<<<<
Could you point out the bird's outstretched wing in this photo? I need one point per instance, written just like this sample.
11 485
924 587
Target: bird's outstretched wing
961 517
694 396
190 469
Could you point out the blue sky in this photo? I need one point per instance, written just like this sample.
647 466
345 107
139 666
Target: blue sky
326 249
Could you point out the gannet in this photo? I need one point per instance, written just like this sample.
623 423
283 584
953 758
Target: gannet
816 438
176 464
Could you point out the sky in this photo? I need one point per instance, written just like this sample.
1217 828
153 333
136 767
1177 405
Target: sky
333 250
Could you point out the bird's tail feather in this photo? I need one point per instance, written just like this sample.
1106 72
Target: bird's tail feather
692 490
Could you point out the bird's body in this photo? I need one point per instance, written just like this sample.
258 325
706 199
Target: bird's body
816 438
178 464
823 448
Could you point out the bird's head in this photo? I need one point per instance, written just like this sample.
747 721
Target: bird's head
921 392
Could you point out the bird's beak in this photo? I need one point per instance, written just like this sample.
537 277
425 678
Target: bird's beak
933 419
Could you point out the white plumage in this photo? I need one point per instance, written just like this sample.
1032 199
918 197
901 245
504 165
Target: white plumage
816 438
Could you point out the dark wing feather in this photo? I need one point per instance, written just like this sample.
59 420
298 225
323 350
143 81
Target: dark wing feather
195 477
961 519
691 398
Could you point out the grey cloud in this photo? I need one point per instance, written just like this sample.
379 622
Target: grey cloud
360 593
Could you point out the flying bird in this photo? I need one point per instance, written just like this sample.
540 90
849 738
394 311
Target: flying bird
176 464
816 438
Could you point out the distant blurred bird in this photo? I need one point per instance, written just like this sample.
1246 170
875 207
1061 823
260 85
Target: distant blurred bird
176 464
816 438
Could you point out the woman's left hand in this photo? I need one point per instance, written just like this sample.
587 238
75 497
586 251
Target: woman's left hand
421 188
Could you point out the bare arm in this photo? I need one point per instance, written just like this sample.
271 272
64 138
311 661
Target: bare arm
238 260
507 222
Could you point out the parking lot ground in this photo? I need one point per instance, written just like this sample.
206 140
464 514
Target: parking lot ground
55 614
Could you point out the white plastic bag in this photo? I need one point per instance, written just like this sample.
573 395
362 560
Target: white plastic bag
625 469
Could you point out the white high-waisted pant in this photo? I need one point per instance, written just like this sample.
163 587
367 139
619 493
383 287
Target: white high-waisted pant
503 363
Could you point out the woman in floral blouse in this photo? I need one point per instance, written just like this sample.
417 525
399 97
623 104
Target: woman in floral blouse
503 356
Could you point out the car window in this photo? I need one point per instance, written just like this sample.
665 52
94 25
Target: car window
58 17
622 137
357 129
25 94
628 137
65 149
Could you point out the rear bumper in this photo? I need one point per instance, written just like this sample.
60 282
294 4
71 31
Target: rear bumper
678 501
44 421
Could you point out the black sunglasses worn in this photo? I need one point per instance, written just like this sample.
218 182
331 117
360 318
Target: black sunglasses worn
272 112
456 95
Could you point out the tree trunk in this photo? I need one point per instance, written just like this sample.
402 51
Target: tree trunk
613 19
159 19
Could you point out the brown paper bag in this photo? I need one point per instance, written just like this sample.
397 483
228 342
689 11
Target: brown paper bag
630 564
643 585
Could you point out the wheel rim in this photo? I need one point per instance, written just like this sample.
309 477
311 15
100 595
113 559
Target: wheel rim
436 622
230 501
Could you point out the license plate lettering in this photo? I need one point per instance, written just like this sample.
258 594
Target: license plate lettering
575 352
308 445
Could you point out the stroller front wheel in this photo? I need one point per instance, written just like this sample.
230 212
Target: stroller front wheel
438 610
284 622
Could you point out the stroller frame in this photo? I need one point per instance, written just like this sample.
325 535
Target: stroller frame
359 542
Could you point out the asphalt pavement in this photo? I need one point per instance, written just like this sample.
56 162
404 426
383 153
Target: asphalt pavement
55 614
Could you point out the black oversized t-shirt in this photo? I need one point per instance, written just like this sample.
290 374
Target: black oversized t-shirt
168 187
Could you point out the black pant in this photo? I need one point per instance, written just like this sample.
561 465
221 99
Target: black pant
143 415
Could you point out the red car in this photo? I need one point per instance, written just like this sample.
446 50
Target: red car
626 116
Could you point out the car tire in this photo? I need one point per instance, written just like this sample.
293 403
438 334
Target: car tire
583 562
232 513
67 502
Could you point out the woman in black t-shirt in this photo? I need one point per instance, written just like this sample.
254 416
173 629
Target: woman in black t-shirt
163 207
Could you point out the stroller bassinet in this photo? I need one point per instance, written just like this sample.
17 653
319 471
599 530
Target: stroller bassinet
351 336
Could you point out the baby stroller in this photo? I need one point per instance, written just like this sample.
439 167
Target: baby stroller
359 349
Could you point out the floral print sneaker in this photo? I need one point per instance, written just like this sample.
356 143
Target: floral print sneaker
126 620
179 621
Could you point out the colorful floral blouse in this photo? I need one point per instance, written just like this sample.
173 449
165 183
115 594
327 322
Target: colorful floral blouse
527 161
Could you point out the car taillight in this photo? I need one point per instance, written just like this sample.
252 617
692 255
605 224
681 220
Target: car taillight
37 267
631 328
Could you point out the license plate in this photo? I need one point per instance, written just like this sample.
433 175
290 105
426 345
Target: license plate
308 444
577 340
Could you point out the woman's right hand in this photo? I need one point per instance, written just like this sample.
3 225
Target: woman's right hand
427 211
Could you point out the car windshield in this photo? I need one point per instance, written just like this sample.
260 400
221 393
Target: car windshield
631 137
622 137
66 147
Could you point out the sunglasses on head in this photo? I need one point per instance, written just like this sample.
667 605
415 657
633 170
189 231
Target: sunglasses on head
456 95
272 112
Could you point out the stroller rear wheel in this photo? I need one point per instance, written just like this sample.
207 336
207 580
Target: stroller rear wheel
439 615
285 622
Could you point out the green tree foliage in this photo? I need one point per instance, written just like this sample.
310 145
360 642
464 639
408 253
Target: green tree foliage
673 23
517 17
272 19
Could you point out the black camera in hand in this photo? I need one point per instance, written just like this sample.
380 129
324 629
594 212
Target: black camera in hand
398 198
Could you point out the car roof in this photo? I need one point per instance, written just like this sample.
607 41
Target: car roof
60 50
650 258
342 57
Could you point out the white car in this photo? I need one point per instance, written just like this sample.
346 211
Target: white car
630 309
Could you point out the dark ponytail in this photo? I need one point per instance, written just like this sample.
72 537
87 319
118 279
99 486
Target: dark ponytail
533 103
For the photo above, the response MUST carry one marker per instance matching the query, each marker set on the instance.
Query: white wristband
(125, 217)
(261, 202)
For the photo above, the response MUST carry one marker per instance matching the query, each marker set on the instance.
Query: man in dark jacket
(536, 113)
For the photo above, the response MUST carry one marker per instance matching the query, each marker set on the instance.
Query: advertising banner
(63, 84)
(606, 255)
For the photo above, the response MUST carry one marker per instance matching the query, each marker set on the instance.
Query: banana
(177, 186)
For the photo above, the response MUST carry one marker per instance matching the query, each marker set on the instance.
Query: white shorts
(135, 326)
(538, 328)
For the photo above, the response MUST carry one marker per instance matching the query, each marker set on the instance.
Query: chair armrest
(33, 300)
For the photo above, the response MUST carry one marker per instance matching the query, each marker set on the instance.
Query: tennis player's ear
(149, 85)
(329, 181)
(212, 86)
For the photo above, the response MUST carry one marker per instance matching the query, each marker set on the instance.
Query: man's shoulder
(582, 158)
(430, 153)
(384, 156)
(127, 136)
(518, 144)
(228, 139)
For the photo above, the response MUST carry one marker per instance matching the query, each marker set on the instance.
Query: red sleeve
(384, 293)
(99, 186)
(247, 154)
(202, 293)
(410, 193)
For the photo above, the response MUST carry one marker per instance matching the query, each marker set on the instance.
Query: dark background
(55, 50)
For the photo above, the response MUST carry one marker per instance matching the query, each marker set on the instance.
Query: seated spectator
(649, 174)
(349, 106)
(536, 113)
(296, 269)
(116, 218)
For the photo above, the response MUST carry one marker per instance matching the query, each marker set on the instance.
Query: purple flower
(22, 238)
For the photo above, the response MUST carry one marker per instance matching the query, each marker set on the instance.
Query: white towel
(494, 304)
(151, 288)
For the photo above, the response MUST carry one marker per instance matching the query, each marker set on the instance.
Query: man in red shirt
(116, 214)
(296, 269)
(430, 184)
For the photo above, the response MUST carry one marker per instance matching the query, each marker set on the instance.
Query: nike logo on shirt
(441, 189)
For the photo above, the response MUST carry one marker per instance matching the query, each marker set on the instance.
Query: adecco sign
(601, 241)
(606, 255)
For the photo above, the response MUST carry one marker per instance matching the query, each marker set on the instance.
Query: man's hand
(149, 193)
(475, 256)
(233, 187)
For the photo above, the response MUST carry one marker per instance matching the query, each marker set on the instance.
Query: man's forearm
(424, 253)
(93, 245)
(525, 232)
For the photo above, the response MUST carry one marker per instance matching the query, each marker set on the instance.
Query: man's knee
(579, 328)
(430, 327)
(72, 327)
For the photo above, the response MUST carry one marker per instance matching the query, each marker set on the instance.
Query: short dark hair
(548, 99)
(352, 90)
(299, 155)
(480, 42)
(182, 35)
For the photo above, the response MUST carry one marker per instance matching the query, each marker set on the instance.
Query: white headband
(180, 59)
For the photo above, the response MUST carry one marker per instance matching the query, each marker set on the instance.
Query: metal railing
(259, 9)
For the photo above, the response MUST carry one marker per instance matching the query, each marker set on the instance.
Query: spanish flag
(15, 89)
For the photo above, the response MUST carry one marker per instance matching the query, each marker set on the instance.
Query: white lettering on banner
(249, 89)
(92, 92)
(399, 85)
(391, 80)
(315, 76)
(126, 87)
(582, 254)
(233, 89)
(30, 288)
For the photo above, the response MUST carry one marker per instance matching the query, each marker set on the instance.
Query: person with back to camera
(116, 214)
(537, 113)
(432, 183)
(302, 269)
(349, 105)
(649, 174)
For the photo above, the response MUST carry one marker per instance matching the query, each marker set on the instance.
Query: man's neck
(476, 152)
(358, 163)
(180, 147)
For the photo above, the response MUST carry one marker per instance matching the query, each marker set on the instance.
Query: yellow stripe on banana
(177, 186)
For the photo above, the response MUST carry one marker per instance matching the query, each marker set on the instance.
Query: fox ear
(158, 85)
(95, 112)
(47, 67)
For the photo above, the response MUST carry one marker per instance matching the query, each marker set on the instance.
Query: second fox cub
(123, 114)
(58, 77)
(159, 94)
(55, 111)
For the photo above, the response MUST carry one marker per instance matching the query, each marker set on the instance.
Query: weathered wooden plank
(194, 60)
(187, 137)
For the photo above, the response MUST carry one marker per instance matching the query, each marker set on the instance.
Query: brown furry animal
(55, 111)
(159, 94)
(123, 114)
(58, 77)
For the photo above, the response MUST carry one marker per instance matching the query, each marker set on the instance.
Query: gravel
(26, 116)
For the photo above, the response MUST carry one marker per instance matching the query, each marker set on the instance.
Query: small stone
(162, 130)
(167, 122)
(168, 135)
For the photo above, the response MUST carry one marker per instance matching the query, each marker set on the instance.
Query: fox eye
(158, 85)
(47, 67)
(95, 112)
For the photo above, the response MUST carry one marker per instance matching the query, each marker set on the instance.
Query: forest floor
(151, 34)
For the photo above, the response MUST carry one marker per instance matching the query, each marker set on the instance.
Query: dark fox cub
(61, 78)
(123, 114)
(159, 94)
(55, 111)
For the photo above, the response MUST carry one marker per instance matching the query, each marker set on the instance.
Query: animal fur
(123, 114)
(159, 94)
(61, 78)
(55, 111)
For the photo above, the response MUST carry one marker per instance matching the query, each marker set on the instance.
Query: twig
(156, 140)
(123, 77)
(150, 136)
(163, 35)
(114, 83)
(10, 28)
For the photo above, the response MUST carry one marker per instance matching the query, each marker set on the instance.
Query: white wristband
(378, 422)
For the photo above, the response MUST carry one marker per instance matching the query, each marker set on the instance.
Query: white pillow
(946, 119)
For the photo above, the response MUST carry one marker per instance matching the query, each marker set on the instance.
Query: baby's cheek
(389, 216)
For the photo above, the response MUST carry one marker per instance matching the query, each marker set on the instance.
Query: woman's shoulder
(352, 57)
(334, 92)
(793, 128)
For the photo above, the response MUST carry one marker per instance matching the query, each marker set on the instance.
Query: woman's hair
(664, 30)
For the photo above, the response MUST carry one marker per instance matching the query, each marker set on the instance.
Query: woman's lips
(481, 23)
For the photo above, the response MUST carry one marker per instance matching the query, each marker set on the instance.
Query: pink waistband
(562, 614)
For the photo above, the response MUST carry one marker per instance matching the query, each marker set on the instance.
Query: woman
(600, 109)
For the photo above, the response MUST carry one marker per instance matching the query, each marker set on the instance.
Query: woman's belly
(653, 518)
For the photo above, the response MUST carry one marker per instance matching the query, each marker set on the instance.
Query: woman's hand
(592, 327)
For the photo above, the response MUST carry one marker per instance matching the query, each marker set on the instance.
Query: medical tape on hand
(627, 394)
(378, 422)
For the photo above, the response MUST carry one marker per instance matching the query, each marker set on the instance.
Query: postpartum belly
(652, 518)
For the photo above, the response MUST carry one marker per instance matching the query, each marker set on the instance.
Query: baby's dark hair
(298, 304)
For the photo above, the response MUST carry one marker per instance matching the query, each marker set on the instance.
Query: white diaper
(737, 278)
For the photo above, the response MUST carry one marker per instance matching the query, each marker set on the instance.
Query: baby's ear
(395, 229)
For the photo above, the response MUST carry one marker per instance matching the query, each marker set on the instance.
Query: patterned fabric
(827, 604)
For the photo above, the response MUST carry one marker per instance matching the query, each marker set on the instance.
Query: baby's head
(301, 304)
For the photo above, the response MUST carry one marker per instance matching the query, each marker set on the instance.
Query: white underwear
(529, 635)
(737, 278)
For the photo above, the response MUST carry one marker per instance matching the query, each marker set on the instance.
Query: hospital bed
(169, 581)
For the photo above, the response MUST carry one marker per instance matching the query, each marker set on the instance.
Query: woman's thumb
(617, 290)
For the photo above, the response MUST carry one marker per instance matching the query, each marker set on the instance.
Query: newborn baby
>>>>
Given problem
List every line of the listing above that contains the word "body".

Solved problem
Could you point out the bird's body in this photo? I need one point per instance, written just like this sample.
Target: bird's body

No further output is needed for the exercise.